*Your objective*:
In the entries that follow, the line with "Wildlife camera triggered — scan the photo above for concrete" opens the range and the line with "Wildlife camera triggered — scan the photo above for wooden" closes it; repeat that range exactly, both lines included.
*** Opening Data listing ***
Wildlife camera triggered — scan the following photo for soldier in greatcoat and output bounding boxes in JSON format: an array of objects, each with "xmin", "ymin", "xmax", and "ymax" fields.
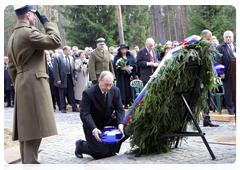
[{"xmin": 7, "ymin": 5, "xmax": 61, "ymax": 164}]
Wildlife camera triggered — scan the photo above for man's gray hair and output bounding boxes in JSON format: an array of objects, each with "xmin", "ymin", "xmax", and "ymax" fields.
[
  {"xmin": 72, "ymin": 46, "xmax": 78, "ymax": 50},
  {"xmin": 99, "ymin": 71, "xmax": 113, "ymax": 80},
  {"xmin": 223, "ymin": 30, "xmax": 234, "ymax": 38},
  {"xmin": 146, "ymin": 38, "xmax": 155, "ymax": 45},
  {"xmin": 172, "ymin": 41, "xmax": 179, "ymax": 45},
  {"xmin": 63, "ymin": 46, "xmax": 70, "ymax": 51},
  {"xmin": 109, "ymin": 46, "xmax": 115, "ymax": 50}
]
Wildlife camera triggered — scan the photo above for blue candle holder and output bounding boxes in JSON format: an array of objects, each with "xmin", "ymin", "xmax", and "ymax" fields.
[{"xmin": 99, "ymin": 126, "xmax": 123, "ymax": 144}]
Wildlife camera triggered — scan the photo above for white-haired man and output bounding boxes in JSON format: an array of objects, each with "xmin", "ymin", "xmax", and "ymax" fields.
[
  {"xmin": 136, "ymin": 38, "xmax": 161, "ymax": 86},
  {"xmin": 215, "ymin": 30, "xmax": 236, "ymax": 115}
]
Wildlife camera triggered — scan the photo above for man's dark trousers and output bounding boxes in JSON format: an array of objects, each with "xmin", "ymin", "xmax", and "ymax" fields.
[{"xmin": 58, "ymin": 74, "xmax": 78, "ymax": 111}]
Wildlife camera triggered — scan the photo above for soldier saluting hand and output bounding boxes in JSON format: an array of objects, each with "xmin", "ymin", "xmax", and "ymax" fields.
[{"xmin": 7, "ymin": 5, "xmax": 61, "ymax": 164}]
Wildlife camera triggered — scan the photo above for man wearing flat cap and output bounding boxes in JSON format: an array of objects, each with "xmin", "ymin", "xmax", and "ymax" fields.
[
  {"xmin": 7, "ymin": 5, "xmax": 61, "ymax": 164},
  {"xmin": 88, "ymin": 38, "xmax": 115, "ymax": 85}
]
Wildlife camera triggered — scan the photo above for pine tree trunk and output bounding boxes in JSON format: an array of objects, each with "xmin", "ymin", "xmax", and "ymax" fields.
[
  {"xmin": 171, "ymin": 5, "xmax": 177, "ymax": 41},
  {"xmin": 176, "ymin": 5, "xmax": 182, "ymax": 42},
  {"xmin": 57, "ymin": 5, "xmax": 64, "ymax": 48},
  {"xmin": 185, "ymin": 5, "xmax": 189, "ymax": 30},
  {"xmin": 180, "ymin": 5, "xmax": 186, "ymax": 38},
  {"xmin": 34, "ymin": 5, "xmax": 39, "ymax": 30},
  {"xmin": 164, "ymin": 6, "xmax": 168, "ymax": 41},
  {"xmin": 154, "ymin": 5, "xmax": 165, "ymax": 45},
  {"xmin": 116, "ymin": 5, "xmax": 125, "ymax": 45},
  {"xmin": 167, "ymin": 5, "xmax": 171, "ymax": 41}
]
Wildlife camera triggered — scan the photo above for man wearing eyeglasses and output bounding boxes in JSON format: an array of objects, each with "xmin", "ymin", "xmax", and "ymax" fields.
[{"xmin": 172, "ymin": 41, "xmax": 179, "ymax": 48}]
*** Closing Data listing ***
*** Opening Data listing ***
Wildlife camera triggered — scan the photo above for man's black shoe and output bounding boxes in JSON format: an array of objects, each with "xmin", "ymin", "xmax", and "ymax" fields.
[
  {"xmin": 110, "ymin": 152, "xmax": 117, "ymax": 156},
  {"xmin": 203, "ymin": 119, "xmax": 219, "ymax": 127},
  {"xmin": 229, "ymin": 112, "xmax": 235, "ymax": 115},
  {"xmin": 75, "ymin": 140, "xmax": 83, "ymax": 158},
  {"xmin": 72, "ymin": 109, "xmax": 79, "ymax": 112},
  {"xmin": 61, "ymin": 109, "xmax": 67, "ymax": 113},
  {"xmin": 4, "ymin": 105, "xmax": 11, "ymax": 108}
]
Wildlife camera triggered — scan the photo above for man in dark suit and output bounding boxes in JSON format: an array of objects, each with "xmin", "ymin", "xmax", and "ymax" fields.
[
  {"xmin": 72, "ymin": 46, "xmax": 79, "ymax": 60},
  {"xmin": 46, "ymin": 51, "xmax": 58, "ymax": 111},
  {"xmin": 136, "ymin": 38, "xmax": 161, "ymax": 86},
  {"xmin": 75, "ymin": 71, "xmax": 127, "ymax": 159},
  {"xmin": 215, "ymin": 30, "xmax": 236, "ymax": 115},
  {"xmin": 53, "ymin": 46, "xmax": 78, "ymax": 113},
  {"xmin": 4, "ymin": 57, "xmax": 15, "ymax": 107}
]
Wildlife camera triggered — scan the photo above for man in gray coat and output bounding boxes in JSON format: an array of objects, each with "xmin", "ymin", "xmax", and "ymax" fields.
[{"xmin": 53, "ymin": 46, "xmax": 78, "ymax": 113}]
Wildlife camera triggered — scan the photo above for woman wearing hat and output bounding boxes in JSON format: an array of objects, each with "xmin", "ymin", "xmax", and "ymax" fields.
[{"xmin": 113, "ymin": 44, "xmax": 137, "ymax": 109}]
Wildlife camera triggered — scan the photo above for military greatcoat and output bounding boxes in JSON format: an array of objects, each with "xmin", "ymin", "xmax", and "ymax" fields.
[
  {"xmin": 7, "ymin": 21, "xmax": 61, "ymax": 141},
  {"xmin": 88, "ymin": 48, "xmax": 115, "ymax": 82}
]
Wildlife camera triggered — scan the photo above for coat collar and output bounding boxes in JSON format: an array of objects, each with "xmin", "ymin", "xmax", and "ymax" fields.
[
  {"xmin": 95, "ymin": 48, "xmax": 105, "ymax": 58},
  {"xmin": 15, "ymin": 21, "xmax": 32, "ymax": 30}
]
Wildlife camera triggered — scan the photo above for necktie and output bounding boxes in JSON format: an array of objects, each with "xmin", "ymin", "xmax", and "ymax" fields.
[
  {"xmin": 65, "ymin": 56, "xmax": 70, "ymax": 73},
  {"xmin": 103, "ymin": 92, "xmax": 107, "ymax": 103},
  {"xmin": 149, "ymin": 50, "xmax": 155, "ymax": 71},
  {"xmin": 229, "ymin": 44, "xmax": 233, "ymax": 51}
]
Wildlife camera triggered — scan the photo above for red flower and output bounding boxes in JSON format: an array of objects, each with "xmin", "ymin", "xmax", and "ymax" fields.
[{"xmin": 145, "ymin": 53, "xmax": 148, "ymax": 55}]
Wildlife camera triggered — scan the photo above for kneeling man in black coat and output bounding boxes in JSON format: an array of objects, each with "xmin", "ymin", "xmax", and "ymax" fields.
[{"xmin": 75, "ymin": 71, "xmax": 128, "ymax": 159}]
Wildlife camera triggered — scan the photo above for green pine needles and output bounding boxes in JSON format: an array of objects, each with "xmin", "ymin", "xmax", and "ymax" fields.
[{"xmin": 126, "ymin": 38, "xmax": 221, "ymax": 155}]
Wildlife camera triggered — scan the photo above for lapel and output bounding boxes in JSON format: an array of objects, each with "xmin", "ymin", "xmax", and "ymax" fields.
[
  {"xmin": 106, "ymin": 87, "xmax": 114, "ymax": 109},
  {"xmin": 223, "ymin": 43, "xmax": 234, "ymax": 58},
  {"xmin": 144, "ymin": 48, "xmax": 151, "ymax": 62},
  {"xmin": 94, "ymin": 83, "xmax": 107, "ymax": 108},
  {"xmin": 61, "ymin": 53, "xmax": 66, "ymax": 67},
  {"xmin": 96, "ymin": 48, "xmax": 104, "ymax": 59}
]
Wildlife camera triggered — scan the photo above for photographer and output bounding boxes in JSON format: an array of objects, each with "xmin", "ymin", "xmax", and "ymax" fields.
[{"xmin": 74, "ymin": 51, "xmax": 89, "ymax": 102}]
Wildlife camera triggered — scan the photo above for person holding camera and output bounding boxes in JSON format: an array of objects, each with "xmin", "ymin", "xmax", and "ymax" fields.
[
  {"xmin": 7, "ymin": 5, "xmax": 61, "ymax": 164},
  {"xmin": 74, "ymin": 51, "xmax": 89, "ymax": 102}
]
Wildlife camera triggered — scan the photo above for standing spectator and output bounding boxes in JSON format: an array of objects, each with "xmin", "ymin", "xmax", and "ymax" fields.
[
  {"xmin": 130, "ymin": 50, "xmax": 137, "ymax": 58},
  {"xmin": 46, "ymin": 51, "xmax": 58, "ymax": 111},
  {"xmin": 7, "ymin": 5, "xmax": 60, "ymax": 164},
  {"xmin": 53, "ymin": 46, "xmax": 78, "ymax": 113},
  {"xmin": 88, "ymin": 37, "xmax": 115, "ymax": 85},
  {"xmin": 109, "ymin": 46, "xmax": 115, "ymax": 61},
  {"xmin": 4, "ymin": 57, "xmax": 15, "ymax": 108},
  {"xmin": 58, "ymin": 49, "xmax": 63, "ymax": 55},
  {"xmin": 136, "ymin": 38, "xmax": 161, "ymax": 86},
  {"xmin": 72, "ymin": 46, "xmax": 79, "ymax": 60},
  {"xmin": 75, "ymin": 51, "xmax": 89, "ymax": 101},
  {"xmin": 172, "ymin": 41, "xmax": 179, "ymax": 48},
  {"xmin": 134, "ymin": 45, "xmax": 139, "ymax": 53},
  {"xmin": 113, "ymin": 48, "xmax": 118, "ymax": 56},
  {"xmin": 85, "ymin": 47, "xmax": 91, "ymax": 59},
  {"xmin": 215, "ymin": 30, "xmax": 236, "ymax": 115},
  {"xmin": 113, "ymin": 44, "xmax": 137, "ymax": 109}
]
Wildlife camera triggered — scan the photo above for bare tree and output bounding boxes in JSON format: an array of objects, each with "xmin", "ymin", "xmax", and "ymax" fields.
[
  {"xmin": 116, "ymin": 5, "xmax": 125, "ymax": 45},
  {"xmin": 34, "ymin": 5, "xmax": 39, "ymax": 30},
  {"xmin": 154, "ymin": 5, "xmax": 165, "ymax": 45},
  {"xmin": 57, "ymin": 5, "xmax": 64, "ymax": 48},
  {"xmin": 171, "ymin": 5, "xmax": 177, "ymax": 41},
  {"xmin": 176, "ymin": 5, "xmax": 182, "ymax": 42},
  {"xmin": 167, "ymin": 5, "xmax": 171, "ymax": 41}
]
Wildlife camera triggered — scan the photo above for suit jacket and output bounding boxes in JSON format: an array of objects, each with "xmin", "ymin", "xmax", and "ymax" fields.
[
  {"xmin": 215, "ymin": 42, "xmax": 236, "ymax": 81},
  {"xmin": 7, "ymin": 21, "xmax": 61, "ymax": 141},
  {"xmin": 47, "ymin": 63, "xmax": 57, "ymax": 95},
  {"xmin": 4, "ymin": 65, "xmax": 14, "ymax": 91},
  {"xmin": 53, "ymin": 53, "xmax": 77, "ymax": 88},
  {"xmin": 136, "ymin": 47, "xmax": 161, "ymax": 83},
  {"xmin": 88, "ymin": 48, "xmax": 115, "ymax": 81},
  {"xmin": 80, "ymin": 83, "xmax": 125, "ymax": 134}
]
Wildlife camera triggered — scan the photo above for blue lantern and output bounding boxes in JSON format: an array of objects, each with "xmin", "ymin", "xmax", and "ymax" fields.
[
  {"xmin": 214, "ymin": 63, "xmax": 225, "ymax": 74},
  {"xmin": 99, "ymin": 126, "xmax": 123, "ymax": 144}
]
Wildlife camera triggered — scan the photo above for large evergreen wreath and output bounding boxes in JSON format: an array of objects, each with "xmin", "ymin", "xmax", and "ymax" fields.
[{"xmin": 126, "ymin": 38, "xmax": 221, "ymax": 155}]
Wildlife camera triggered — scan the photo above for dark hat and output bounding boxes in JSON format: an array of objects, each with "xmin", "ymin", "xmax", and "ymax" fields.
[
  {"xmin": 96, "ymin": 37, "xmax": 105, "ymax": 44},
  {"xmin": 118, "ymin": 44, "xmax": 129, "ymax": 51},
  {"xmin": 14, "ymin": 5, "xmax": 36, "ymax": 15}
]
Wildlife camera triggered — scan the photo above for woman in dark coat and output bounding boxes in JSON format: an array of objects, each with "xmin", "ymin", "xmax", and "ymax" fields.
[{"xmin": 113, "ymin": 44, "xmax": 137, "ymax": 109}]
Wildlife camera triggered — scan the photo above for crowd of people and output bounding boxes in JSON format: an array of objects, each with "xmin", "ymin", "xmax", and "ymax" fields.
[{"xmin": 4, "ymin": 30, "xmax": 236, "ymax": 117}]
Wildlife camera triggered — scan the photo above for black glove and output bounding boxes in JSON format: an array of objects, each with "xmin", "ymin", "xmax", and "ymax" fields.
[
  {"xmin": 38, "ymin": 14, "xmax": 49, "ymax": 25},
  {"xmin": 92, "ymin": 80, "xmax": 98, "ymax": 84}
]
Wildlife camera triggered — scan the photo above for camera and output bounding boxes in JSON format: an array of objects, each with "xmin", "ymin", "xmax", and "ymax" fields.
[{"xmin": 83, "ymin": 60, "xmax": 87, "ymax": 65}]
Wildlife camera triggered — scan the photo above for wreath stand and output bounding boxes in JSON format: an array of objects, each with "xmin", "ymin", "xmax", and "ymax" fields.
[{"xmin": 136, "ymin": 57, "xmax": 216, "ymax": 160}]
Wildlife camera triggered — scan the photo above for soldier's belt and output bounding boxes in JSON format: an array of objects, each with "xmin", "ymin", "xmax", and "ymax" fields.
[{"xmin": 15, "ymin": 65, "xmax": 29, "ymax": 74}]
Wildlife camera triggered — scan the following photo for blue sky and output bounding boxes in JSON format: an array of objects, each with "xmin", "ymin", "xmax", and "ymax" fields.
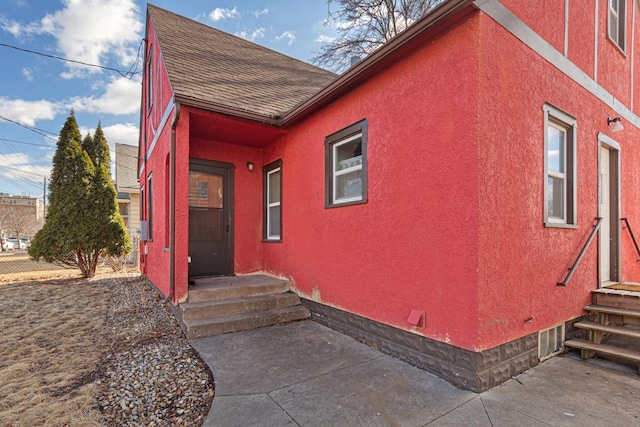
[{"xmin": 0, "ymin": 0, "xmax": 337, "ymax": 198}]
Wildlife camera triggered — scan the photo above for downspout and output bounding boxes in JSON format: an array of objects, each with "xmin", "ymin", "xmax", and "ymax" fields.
*** Closing Data listing ***
*** Opening Data listing ***
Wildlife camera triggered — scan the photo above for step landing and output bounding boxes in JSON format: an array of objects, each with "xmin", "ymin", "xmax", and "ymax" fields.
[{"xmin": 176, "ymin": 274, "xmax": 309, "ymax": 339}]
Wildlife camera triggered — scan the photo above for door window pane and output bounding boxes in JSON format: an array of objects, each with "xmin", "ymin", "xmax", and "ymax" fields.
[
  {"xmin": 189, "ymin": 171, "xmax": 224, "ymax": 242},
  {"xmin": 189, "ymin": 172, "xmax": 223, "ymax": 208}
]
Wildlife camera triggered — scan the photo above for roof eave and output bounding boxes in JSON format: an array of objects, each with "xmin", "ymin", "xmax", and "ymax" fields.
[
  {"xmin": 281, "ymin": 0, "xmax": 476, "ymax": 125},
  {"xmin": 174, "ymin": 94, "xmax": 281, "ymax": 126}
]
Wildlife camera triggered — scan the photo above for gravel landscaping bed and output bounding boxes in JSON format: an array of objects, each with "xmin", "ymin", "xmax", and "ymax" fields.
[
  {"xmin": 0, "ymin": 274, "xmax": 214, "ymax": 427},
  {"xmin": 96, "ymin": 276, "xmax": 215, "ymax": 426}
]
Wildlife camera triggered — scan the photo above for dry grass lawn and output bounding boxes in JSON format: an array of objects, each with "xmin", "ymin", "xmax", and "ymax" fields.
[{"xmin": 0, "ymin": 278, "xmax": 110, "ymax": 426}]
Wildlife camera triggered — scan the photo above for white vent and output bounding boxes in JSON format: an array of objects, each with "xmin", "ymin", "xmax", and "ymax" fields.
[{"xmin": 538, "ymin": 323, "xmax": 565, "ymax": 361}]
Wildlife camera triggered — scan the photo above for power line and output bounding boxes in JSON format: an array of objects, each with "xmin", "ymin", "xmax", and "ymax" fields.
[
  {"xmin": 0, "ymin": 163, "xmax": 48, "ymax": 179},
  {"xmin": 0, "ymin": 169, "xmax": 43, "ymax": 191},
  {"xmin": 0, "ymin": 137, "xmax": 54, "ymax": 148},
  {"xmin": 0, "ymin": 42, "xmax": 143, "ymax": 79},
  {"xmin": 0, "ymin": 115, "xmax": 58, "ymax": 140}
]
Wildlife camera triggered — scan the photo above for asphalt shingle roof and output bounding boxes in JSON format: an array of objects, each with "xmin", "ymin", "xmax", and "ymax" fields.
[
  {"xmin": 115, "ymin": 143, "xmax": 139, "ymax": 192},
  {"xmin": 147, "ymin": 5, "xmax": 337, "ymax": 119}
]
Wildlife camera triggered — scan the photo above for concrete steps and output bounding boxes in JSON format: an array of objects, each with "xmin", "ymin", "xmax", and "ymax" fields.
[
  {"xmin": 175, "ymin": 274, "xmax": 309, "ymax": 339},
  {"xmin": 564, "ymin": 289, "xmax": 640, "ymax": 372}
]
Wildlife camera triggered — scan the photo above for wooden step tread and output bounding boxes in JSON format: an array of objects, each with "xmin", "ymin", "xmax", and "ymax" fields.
*** Closing Data listing ***
*Result*:
Wildlife camera triggered — scan the photo above for concrete steps and output bounding boxes in JSON format: an array of objects, each with "xmin", "ymin", "xmax", and "ymax" fields.
[
  {"xmin": 175, "ymin": 274, "xmax": 309, "ymax": 339},
  {"xmin": 564, "ymin": 289, "xmax": 640, "ymax": 372}
]
Wildlife camera triggered — scan the photo above for wooden step tread and output bounding boxes in JSON format: an array of objects, each with "xmin", "ymin", "xmax", and "ymax" fields.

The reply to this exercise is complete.